- EXERCISE
Could you recast everything in the listing from the line containing "Could you point out the headlight" down to the line containing "(1021, 257)" as a numbered list, leaving out any blank lines?

>> Start SUPPLIED DATA

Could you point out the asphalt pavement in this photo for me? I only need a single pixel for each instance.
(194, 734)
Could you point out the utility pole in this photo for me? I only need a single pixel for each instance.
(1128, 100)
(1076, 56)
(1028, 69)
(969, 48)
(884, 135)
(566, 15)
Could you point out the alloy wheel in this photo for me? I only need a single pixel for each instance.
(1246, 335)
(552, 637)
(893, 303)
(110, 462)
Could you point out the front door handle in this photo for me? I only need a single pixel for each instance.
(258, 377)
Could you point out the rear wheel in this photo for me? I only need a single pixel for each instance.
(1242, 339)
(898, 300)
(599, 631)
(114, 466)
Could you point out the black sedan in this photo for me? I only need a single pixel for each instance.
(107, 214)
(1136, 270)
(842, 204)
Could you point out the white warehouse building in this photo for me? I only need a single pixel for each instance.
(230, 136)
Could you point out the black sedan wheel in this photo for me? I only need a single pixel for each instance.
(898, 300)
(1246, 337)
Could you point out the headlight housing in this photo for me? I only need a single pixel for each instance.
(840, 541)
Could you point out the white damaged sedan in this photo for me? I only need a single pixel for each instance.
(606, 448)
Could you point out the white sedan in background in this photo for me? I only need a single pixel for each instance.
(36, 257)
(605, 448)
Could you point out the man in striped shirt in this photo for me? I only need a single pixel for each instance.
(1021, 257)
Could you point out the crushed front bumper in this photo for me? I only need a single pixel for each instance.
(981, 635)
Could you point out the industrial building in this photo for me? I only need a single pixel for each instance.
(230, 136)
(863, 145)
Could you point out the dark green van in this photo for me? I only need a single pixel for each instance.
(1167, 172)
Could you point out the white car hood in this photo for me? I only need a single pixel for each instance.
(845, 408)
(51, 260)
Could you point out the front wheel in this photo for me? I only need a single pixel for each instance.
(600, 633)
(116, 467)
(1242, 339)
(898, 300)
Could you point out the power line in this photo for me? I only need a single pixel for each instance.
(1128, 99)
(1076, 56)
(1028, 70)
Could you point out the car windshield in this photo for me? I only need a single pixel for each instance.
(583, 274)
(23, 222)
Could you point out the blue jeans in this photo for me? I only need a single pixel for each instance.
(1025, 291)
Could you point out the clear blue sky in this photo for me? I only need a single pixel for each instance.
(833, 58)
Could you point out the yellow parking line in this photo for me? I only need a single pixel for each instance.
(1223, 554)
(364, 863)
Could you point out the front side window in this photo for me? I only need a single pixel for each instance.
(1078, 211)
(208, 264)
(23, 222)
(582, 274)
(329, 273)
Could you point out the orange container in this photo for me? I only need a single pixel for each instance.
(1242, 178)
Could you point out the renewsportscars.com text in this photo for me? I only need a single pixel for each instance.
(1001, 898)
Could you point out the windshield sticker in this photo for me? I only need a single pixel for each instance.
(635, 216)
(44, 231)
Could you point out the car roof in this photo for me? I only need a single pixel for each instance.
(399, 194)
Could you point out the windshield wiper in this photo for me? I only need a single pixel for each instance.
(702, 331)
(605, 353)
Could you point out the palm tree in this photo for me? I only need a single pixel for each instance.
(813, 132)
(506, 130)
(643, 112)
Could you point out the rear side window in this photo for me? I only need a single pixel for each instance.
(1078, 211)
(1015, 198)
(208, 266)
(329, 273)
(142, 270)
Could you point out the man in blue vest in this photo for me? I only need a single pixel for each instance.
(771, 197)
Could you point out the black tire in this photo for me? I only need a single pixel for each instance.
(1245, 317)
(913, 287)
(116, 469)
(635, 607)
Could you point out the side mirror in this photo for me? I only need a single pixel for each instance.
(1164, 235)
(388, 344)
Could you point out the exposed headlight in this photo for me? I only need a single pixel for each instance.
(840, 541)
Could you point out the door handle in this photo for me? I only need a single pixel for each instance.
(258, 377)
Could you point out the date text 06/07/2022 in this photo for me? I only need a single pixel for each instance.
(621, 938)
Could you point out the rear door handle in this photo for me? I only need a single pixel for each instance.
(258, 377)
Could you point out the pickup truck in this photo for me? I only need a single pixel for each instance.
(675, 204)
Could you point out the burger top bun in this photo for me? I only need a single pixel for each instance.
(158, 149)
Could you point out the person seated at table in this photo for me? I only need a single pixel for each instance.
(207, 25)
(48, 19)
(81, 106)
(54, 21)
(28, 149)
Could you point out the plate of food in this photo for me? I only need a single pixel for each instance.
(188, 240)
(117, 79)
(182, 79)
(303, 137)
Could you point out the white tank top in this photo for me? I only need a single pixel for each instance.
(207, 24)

>> End SUPPLIED DATA

- REPLY TO THE EXERCISE
1. Could you point out the headlight housing in this photo for me? I only need a single pixel for each instance.
2. (840, 541)
3. Could you point out the white damaged sedan in this photo for me? I only need a single pixel for each instance.
4. (606, 448)
5. Could you point out the white sedan in background in this photo for me? I only need a single pixel for each instance.
6. (36, 257)
7. (605, 448)
8. Could you point out the man in striped shirt in this photo for me? I only need a single pixel for each instance.
9. (1021, 257)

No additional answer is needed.